OBJECTIVE —
Collect every line of the rows below that contains the word "hedgehog" and copy each of those lines in full. Case counts, so a line qualifies only if its capitalization matches.

STORED RECORDS —
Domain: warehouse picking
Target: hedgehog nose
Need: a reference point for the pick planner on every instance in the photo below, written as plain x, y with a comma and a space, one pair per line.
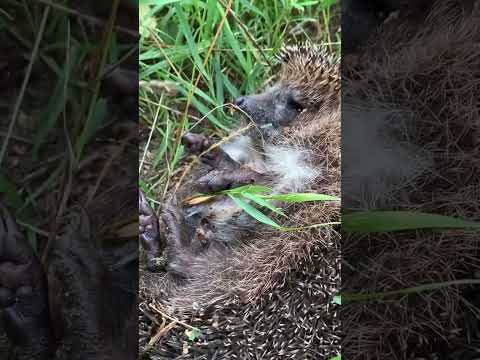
240, 101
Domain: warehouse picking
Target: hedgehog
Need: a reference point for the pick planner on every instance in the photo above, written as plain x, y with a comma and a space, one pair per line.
413, 100
255, 292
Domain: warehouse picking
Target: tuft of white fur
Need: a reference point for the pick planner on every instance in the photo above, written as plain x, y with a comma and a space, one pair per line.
378, 163
292, 167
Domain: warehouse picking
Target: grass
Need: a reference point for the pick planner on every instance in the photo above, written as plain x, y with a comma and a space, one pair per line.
197, 56
60, 53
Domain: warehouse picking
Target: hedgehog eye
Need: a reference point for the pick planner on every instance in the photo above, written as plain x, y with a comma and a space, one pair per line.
293, 104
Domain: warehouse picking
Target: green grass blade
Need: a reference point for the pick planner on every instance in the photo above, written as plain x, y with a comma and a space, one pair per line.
262, 202
253, 212
386, 221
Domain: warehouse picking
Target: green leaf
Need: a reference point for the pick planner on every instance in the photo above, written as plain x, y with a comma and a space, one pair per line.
253, 212
99, 116
262, 202
386, 221
186, 30
301, 197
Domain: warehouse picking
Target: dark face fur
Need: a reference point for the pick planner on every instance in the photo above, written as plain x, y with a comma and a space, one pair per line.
276, 107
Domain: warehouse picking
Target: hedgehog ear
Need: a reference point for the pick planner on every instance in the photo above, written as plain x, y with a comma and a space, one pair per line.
284, 54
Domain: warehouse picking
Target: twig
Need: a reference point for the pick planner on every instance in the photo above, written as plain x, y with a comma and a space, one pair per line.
153, 307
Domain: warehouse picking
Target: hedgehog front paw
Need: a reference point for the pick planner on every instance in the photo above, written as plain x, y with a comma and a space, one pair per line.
148, 232
23, 293
218, 180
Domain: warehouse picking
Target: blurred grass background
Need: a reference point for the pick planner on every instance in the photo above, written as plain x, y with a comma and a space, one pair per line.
195, 56
53, 58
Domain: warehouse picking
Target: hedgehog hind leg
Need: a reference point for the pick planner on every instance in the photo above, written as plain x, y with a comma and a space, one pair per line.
23, 293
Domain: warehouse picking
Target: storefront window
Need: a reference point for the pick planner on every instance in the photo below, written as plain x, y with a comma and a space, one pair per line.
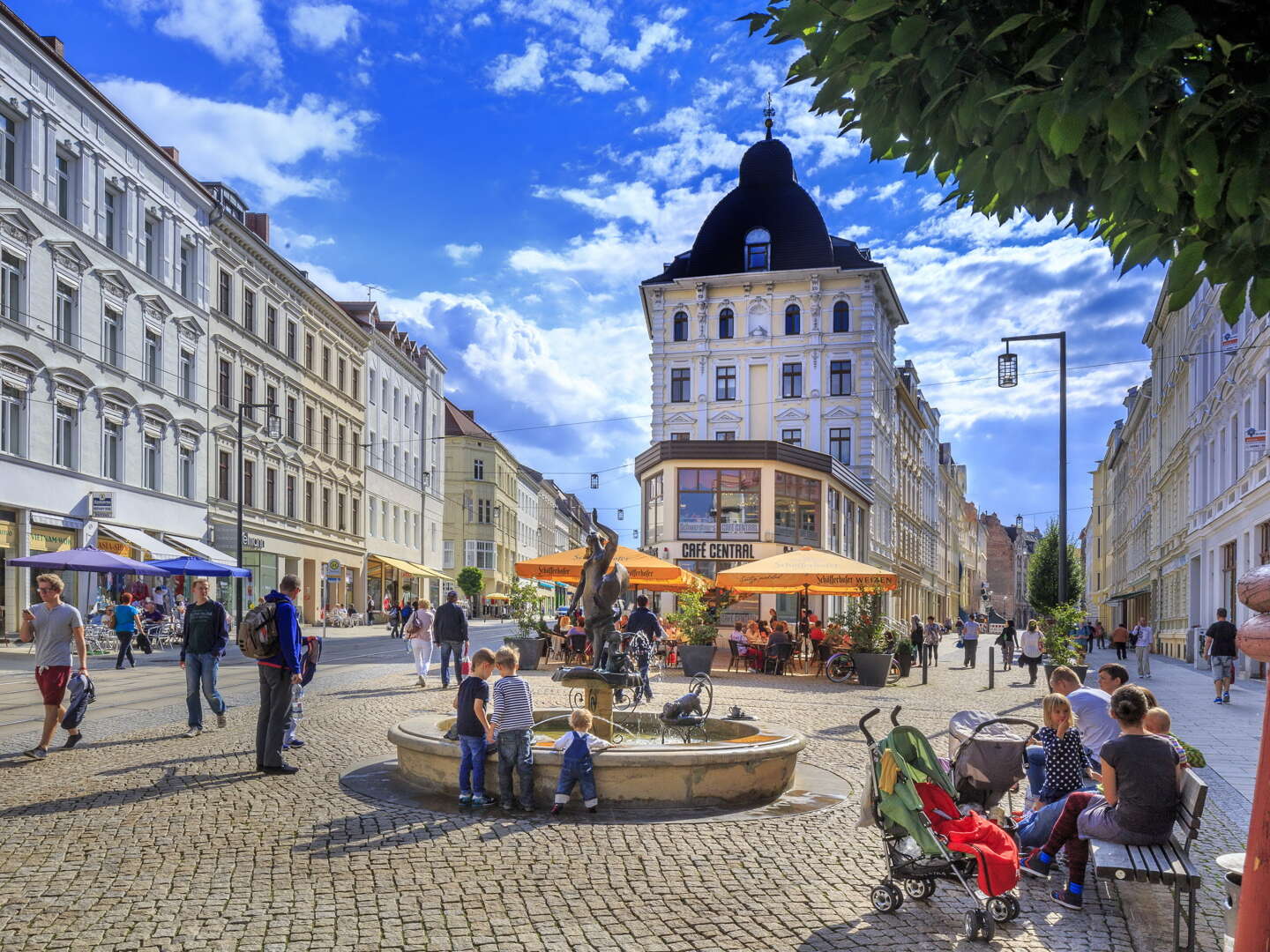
798, 509
718, 504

COMPLETE RESPONSE —
Target: hedgehog nose
Target: hedgehog
Target: hedgehog eye
Target: hedgehog ear
Target: hedgehog front paw
Target: hedgehog hind leg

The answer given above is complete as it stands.